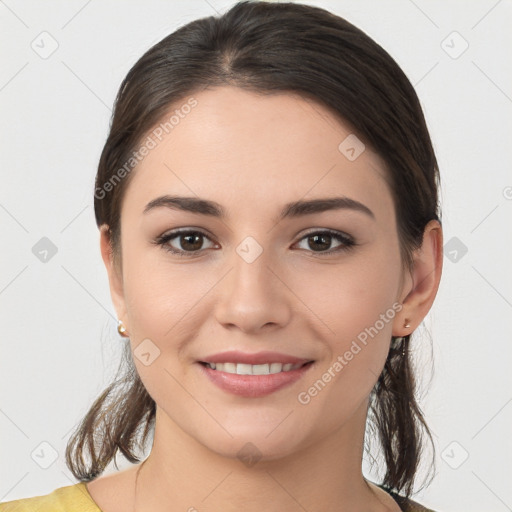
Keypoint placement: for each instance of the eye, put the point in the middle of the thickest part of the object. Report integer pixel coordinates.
(184, 241)
(321, 242)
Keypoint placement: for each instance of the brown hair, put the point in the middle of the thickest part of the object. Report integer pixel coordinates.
(273, 47)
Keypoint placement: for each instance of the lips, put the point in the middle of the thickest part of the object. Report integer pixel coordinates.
(234, 356)
(253, 375)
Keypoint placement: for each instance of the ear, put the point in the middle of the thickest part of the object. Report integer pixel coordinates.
(114, 272)
(423, 283)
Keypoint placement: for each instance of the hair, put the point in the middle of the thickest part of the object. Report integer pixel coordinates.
(270, 48)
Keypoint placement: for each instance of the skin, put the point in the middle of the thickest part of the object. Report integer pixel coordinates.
(252, 154)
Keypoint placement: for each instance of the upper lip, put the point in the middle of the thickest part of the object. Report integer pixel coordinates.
(235, 356)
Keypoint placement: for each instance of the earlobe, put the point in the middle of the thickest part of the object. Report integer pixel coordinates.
(114, 273)
(426, 275)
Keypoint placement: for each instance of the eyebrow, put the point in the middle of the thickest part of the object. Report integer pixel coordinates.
(290, 210)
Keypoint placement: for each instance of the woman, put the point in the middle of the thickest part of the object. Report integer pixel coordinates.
(269, 221)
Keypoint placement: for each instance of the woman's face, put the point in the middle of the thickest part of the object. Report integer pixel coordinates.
(256, 275)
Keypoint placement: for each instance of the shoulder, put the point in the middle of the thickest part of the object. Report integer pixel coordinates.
(72, 498)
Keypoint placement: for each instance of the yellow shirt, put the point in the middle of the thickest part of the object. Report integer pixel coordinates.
(72, 498)
(76, 498)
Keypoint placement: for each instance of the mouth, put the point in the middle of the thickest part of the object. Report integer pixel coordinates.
(253, 380)
(269, 368)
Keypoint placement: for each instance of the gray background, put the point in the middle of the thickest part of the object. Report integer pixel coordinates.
(59, 340)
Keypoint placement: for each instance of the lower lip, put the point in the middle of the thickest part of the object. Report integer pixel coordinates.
(254, 385)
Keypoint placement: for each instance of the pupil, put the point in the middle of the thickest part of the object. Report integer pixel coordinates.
(324, 240)
(193, 241)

============================================================

_The problem_:
Without the pictures, print the whole listing exactly as given.

_Response for this exercise_:
Keypoint placement: for each instance of the eye, put the point in the middle of the thickest part of the object. Report integer pixel coordinates.
(184, 241)
(321, 242)
Keypoint placement: for each instance of the brown hair, put the point in the middle of the thickest part of the object. Report integer pixel coordinates.
(273, 47)
Keypoint placement: for each instance of the lips, put the point in the middle of the thickest part of the object. Report integer pixel coordinates.
(234, 356)
(253, 375)
Keypoint placement: for each instance of the ear, put the point in the middle of the thickest part of the object. Report integer pixel coordinates.
(114, 272)
(423, 283)
Keypoint placement: for each instance of the hair, put the point in the middle of the thickest part of the object. Report integer pixel coordinates.
(270, 48)
Keypoint placement: for each instance of the skin, put the point in the middle of the thickest part of the object. Report integer pixel coordinates.
(252, 154)
Keypoint placement: for each instance of the upper lip, put the point in the middle of the thickest part of the object. Report integer pixel coordinates.
(235, 356)
Keypoint placement: for each instance of the earlobe, put the point in the middle of the thickest part of the object. Report integer pixel coordinates.
(114, 273)
(426, 275)
Keypoint placement: for each instance of the eyebrow, put the point in the middle of the thickest part of the object. Report integer pixel coordinates.
(290, 210)
Keypoint placement: for each instance of the woman, put the point in the middle of the thickest part of the object. Report integer pixel coordinates.
(269, 221)
Keypoint placement: for each instance of the woman's face, put the point in the middle of the thickest part of the object. Report integer pixel coordinates.
(256, 275)
Keypoint placement: for each instance of the shoulder, put the point in the middle of the thickest part of the object. Report integer pixel coordinates.
(72, 498)
Keypoint placement: for each instance of the yellow shirt, put the point in the middle of the thickest part of the object. Report integer pixel coordinates.
(72, 498)
(76, 498)
Keypoint placement: for each instance of the mouth, put the point in the middle of the thickest part of the object. Report integer pixel coordinates.
(253, 380)
(269, 368)
Keypoint placement: for each instance of the gray background, put the point in the middle of the thickest part of the object. Report integer pixel coordinates.
(59, 340)
Keypoint placement: for each instance of the lower lip, put the point in the middle of the thickest part of the object. Report integer pixel coordinates.
(254, 385)
Keypoint placement: for each instance of the pupil, put the point in the middle of the thickest part of the object. Report integer pixel coordinates.
(324, 240)
(193, 241)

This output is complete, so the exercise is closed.